* GOALS *
**1)** From the kernel scheduler patch review below, list every field declared inside the #ifdef CONFIG_PREEMPT_RT block of struct rq, with its type.
**2)** Answer these from the kernel scheduler patch review below:
(a) Who wrote the quoted message, and on what date?
(b) Which file does the patch modify?
(c) What value does the patch define for RT_PUSH_MAX_TRIES?

* SOURCE DOCUMENT *
++++++++++++++++++++

On Fri, 2007-10-12 at 12:05 -0400, Steven Rostedt wrote:

> Index: linux-2.6.23-rt1/kernel/sched.c
> ===================================================================
> --- linux-2.6.23-rt1.orig/kernel/sched.c
> +++ linux-2.6.23-rt1/kernel/sched.c
> @@ -304,6 +304,7 @@ struct rq {
>  #ifdef CONFIG_PREEMPT_RT
>  	unsigned long rt_nr_running;
>  	unsigned long rt_nr_uninterruptible;
> +	int curr_prio;

still not convinced we want this PREEMPT_RT only.

>  #endif
>  
>  	unsigned long switch_timestamp;
> @@ -1484,6 +1485,126 @@ next_in_queue:
>  
>  static int double_lock_balance(struct rq *this_rq, struct rq *busiest);
>  
> +/* Only try this algorithm three times */
> +#define RT_PUSH_MAX_TRIES 3
> +
> +/* Will lock the rq it finds */
> +static int find_lowest_cpu(cpumask_t *cpu_mask, struct task_struct *task,
> +				 struct rq *this_rq)

++++++++++++++++++++

* DATA LINES *

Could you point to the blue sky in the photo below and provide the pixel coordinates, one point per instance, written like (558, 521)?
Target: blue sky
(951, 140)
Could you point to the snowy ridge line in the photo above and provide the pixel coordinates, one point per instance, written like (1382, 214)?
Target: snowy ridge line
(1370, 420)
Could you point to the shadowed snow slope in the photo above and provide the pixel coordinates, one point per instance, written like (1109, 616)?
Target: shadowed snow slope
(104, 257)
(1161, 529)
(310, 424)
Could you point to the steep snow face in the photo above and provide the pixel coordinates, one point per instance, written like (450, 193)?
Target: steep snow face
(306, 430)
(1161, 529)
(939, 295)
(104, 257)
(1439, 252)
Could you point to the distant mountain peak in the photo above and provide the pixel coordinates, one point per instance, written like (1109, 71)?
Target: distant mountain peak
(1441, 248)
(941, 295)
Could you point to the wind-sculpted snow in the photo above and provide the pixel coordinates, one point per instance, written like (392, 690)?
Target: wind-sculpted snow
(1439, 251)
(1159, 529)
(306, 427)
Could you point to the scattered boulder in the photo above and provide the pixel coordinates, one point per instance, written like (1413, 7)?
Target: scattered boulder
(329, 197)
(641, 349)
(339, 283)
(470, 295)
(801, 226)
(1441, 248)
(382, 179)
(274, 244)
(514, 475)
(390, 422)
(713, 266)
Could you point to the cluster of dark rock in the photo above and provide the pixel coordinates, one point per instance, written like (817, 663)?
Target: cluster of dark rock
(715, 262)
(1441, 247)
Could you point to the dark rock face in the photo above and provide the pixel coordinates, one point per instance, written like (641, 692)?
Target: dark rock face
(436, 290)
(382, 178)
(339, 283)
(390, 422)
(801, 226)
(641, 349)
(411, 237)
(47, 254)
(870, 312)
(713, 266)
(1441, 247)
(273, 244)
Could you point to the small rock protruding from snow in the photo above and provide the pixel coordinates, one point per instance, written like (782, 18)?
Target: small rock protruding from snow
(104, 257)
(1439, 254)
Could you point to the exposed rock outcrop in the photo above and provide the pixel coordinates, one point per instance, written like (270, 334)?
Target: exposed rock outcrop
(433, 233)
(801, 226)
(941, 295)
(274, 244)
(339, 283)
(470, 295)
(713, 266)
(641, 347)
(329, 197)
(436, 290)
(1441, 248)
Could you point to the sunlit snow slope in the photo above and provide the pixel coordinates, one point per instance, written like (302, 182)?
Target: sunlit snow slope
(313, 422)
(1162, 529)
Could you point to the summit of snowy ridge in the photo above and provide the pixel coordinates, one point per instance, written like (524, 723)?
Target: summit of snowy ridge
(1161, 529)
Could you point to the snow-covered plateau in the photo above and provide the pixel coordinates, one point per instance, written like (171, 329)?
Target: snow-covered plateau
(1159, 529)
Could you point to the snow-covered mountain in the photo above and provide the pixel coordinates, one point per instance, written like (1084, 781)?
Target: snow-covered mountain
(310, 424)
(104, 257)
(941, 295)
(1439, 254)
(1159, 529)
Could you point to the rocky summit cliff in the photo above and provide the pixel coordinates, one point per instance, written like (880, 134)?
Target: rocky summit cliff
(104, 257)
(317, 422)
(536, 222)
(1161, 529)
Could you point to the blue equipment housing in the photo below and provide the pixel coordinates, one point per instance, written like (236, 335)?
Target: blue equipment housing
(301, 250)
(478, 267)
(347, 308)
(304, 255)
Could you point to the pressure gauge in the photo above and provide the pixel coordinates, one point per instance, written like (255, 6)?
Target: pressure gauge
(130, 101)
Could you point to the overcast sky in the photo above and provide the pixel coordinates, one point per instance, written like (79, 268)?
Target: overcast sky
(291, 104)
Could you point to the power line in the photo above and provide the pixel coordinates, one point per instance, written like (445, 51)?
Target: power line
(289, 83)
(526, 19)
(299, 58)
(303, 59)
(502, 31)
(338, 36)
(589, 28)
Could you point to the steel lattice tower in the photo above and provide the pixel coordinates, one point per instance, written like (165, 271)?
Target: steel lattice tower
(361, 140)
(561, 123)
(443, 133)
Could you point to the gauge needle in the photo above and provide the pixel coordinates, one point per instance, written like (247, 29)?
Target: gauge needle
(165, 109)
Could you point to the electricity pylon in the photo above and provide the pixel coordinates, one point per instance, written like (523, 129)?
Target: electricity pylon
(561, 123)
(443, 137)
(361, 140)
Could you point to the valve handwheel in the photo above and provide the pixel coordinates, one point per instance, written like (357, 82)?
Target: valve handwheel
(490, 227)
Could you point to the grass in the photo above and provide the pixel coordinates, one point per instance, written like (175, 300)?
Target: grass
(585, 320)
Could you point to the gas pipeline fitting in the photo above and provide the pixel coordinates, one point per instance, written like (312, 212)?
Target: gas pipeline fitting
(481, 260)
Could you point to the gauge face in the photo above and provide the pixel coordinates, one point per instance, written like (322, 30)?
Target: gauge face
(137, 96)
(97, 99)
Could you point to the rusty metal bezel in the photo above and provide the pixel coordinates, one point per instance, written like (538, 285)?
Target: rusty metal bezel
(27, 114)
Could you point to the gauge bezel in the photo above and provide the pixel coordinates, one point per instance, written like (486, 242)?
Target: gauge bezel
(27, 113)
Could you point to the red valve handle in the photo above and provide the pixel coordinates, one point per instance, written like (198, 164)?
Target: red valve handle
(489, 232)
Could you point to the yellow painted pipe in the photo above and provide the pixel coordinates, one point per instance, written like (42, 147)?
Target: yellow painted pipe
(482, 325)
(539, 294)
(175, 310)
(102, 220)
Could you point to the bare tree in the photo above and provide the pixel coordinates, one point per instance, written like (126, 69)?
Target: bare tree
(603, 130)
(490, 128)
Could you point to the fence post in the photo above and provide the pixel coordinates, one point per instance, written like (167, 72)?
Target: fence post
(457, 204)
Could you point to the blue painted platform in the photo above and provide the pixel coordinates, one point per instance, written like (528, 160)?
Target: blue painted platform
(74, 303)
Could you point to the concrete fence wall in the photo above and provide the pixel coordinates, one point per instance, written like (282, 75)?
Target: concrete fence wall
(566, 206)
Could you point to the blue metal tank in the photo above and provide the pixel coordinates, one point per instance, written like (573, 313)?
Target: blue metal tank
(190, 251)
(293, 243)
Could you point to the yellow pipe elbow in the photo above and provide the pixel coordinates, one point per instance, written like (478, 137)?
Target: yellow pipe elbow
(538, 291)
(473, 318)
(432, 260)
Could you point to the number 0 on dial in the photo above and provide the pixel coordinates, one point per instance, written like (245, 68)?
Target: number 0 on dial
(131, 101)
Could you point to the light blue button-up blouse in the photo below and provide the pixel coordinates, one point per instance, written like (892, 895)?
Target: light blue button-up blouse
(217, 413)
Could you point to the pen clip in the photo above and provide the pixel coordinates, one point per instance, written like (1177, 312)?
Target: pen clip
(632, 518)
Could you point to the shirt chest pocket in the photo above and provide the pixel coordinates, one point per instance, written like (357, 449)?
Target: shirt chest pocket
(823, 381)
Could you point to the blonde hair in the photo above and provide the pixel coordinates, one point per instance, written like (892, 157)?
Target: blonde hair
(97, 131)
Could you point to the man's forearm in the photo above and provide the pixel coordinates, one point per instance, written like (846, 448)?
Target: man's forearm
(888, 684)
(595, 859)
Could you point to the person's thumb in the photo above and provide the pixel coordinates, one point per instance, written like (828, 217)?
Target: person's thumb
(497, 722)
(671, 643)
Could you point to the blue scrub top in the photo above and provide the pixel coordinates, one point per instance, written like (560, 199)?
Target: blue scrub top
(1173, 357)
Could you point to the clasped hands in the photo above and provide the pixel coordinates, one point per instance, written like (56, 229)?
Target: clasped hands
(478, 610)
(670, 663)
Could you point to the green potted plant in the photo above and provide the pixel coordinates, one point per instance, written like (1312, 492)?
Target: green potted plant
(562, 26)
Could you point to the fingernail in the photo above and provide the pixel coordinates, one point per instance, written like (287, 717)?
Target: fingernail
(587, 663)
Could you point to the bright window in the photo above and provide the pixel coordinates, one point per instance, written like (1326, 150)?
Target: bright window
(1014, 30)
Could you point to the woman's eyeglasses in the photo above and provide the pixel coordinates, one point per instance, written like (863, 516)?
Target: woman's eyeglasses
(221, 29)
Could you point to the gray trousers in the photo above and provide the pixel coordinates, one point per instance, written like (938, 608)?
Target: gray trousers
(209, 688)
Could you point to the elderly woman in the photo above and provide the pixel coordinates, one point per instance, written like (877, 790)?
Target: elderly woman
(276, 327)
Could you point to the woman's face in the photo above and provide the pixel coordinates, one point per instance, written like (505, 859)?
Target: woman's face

++++++++++++++++++++

* SOLUTIONS BELOW *
**1)**
- unsigned long rt_nr_running
- unsigned long rt_nr_uninterruptible
- int curr_prio

**2)**
(a) Steven Rostedt, on Friday, 2007-10-12.
(b) kernel/sched.c in linux-2.6.23-rt1.
(c) 3.